• _PROVIDED MATERIAL_
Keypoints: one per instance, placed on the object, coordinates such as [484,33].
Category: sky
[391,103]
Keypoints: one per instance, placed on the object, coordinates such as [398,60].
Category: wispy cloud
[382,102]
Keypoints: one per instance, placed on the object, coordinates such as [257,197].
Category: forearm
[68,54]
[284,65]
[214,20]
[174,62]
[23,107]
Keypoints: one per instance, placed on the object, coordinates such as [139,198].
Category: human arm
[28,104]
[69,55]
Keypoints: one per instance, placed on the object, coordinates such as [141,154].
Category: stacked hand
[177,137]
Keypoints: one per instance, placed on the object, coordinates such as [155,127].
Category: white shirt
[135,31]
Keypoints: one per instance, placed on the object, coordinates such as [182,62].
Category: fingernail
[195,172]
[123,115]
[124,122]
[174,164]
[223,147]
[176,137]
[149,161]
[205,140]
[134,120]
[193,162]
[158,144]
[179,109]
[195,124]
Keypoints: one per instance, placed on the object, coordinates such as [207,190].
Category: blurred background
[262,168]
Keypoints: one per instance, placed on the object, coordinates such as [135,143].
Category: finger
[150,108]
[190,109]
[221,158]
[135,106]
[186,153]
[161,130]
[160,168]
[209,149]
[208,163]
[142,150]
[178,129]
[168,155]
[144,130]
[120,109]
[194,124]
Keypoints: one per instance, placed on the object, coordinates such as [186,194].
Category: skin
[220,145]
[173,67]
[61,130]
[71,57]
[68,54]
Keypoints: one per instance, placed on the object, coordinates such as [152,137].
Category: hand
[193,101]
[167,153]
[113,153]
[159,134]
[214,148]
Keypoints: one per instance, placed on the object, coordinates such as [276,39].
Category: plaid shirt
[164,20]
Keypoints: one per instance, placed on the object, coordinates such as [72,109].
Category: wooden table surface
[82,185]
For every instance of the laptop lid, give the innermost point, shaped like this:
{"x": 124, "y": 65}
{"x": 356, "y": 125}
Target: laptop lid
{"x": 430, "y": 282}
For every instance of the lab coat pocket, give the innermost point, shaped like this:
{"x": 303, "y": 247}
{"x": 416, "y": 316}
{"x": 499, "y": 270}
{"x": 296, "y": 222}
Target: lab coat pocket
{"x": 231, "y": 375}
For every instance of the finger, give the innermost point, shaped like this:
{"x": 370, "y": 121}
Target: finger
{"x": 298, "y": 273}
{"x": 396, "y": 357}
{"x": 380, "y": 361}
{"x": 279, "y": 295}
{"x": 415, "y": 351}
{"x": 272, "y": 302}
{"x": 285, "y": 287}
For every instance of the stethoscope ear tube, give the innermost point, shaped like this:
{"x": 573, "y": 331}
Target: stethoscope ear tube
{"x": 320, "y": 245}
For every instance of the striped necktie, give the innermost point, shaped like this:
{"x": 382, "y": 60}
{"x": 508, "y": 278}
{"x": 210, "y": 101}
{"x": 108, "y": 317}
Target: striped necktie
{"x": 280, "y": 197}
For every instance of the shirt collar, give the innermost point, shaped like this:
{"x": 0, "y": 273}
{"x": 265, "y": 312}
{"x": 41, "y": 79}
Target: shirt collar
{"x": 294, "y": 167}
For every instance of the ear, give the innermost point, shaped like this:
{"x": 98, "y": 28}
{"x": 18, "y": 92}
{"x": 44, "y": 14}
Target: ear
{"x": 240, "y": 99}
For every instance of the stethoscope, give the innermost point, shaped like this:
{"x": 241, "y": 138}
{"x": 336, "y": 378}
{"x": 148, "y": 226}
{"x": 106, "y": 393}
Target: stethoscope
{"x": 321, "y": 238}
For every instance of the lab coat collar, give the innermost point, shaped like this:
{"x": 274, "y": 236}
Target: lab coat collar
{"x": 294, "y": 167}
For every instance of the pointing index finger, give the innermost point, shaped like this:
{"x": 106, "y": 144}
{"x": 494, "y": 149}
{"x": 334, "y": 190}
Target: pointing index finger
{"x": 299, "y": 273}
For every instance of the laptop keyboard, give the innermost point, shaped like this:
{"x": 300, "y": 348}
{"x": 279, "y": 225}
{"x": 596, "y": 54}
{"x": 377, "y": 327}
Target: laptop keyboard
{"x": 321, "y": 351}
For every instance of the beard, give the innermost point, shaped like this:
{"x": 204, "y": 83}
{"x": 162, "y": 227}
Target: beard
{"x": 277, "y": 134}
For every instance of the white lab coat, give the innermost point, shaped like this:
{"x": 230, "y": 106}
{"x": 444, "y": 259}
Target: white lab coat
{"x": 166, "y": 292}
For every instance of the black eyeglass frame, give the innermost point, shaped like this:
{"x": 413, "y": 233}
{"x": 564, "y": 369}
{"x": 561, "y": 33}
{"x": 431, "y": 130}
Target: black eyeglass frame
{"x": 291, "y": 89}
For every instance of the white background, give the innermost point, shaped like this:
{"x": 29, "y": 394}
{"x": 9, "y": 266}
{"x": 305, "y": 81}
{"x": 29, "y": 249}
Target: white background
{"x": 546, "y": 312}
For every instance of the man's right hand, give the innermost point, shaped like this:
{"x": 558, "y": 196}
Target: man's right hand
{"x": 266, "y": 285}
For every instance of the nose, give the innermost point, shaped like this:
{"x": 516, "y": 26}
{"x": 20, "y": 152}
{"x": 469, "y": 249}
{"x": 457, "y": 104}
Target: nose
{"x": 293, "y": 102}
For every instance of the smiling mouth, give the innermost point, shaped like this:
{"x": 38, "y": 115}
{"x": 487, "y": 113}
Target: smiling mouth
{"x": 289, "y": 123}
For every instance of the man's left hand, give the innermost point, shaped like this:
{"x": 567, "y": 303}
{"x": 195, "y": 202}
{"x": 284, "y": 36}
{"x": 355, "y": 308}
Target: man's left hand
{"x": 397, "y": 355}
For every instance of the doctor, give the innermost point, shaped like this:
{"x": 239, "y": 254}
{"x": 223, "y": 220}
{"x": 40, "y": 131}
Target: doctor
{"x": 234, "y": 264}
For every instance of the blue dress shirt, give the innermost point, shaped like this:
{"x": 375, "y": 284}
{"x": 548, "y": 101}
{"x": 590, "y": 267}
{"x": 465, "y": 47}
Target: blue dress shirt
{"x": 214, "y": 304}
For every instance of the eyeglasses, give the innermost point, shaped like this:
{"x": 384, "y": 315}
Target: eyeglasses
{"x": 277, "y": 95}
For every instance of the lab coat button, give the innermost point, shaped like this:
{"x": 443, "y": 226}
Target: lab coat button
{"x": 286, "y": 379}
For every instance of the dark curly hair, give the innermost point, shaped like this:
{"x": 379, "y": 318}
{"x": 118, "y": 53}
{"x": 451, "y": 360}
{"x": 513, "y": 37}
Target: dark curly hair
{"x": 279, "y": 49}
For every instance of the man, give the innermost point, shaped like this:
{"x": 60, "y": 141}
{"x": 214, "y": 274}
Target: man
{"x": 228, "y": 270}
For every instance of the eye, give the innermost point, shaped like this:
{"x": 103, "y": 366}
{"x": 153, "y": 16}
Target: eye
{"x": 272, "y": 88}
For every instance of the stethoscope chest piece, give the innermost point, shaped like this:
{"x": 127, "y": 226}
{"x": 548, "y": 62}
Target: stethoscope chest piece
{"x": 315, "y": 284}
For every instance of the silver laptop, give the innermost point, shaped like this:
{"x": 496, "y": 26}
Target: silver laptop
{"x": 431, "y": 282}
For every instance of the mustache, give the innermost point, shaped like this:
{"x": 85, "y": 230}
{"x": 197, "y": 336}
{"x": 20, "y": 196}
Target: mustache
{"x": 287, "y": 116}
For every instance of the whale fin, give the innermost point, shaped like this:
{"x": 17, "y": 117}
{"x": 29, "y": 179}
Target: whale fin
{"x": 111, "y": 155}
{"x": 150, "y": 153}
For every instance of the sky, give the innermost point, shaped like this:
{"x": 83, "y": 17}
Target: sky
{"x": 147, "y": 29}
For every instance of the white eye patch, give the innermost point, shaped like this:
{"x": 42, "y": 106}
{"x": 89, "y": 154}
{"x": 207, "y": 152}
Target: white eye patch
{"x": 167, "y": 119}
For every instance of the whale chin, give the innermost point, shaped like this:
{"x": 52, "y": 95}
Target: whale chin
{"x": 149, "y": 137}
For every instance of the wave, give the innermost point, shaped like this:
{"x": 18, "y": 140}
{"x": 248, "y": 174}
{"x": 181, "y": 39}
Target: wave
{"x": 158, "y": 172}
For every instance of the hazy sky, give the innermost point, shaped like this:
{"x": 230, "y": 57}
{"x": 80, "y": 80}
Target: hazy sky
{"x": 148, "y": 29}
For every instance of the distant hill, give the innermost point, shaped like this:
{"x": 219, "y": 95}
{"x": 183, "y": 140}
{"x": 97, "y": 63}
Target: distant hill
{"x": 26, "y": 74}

• _ACTIVITY_
Each line above from the one with "For every instance of the sky, give" up to and including the one with "For every instance of the wave, give" must be set down exactly, and no line outside that span may appear.

• _REPLY TO THE EXERCISE_
For every instance of the sky, give the innermost point, shaped like this:
{"x": 83, "y": 17}
Target: sky
{"x": 147, "y": 29}
For every instance of the white eye patch, give the innermost point, shaped like this:
{"x": 42, "y": 106}
{"x": 89, "y": 154}
{"x": 207, "y": 152}
Target: white eye patch
{"x": 167, "y": 119}
For every instance of the whale chin, give the innermost point, shaped like this:
{"x": 52, "y": 95}
Target: whale chin
{"x": 149, "y": 137}
For every instance of the wave, give the innermost point, shaped like this:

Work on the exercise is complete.